--- BEGIN Record excerpts ---

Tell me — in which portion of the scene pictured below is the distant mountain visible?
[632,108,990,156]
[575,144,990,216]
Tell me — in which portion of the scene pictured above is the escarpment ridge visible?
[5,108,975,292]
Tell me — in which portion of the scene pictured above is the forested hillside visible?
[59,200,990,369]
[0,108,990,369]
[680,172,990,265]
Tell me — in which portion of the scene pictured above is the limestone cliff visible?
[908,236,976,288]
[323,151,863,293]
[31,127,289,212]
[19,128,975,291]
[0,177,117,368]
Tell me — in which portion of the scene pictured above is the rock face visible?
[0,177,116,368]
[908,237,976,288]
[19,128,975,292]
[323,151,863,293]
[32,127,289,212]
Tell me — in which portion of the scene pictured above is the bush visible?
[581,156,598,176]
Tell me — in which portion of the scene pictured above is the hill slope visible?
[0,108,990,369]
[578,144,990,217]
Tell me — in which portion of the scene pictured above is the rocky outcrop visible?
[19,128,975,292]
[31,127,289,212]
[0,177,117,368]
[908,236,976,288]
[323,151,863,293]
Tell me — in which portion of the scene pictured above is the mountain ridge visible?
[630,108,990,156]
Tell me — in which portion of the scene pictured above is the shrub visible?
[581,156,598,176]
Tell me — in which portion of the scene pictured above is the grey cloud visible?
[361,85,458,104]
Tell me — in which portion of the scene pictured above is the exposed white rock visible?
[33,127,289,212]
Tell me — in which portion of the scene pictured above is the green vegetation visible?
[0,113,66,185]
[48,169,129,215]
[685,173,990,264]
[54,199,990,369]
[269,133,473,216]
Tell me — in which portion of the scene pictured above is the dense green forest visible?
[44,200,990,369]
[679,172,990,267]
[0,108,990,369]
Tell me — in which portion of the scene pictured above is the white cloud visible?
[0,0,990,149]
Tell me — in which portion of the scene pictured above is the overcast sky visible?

--- END Record excerpts ---

**Written instruction:**
Revise the records above by replacing "portion" with "part" throughout, and write out all of the lines again with nothing else changed.

**Finished exercise:**
Tell me — in which part of the scene pictured below is the distant mountain visible?
[632,108,990,156]
[575,144,990,216]
Tell me — in which part of the scene pictured above is the escarpment ridge visible?
[5,108,975,292]
Tell me — in which part of the scene pictured above is the forested hillside visible?
[59,200,990,369]
[0,108,990,369]
[680,172,990,265]
Tell me — in which part of the scene pictured above is the limestone cliff visible?
[908,236,976,288]
[323,151,863,293]
[31,127,289,212]
[19,128,975,291]
[0,177,117,368]
Tell me — in which part of the scene pictured above is the rock face visible?
[0,177,116,368]
[908,237,976,288]
[19,128,975,292]
[323,151,863,293]
[32,127,289,212]
Tell me — in which part of the scene pictured above is the bush visible?
[581,156,598,176]
Tell me — in which part of the scene pictured above is the hill slope visible?
[0,108,990,369]
[578,144,990,217]
Tell me — in which part of the scene pictured above is the rocky outcrop visible?
[19,128,975,292]
[31,127,289,212]
[0,177,117,368]
[908,236,976,288]
[323,151,863,293]
Tell me — in which part of the scene pictured above is the mountain ridge visible?
[630,108,990,156]
Tell me — in which part of the scene pictured above is the shrub visible?
[581,156,598,176]
Tell me — in which part of the scene pictured above is the grey cloud visible?
[361,85,458,104]
Tell me — in which part of the scene pictured above is the exposed white rock visible?
[33,127,289,212]
Tell me — in which part of the scene pictured above is the green vegetation visible?
[0,113,66,185]
[48,169,129,215]
[685,173,990,264]
[54,199,990,369]
[269,133,473,216]
Tell me — in which part of the scene pictured above is the dense green forest visible?
[44,200,990,369]
[679,172,990,267]
[0,108,990,369]
Tell me — in which part of the scene pictured above is the white cloud visible?
[0,0,990,149]
Tell me — in which part of the scene pictured above is the overcast sky visible?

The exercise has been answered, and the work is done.